▶ _Records shown_:

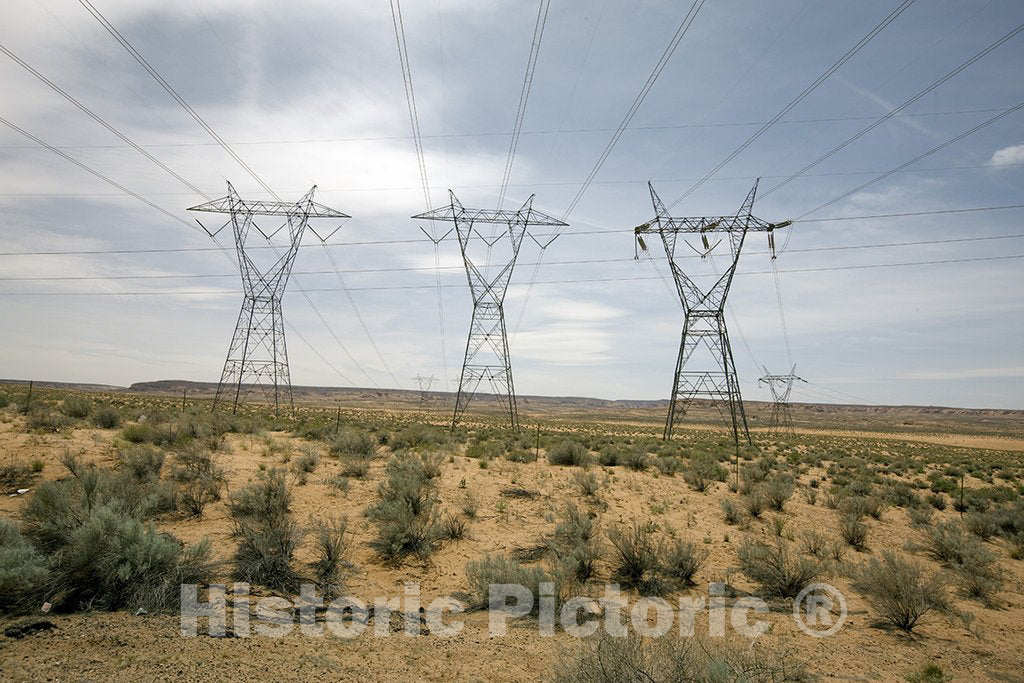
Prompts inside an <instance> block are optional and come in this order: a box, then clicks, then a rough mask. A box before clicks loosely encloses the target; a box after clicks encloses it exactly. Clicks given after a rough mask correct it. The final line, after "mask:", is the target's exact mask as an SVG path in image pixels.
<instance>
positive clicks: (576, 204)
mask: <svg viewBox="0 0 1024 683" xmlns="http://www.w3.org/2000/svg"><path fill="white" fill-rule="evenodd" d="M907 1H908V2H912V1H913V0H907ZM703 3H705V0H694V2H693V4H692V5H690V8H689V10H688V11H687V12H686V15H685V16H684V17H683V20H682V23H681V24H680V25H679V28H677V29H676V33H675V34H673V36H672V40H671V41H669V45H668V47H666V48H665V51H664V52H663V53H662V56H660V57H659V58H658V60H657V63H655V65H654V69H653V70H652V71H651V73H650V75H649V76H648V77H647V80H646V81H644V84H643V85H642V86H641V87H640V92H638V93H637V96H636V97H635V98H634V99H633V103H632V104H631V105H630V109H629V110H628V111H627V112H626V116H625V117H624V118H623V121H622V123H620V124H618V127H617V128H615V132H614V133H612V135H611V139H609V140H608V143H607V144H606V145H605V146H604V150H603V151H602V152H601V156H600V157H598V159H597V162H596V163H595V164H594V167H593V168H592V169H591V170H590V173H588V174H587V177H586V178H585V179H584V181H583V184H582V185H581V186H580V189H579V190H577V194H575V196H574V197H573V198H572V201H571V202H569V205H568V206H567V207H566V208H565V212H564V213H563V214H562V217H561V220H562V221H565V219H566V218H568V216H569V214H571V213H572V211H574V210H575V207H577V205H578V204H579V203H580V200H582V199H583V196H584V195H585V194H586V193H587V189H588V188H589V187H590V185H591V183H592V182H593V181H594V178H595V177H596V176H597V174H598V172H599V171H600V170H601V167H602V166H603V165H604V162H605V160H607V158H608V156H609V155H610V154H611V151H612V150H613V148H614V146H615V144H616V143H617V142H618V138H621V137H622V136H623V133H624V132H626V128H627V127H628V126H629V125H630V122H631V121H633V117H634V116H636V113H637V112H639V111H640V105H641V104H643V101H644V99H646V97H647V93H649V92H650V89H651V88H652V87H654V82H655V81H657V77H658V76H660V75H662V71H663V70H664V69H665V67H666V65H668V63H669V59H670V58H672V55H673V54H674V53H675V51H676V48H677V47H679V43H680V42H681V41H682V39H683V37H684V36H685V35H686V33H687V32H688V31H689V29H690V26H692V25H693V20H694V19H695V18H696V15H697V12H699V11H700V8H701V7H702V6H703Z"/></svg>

* * *

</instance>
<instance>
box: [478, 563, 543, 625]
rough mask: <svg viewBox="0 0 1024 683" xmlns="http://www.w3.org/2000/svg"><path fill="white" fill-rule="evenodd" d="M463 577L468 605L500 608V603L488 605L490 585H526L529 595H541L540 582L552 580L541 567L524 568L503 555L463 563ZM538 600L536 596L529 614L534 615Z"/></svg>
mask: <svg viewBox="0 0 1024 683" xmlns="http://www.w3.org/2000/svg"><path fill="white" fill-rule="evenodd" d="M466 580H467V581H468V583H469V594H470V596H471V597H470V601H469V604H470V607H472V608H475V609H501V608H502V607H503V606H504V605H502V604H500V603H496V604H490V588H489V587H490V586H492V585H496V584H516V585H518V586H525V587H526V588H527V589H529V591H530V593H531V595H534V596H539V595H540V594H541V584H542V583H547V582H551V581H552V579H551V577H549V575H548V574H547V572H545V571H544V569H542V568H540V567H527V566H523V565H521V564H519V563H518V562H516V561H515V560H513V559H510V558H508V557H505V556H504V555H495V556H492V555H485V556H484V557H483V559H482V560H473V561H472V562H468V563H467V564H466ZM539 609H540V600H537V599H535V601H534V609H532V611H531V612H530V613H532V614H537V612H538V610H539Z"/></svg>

...

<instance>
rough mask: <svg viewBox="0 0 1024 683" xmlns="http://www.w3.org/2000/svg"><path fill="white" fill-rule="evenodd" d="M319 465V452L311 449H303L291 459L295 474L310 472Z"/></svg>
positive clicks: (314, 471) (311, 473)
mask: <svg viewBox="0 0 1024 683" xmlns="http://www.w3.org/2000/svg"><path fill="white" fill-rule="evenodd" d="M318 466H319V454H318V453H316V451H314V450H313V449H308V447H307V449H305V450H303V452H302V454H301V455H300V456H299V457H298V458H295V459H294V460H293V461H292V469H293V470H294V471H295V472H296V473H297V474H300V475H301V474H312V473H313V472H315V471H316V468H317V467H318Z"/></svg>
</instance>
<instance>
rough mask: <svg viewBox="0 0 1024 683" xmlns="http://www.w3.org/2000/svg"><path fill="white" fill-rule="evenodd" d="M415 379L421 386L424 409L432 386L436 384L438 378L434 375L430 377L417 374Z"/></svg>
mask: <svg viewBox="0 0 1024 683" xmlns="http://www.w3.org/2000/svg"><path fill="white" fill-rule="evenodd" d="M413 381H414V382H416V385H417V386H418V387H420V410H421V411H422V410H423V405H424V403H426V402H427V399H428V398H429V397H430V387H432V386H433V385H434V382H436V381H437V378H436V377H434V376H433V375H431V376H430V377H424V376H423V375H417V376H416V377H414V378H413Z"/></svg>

▶ _About this exercise_: Return each line of the data above that contains the string "clicks", copied in full.

▶ _Result for this exercise_:
Prompts inside an <instance> block are optional and come in this order: a box, then clicks, then a rough mask. A box before clicks loosely encloses the target; a box after clicks encloses it exactly. Clicks given after a rough mask correct it. The final line, after "mask:", is the target's exact mask as an SVG path in image pixels.
positive clicks: (576, 204)
positive clicks: (314, 471) (311, 473)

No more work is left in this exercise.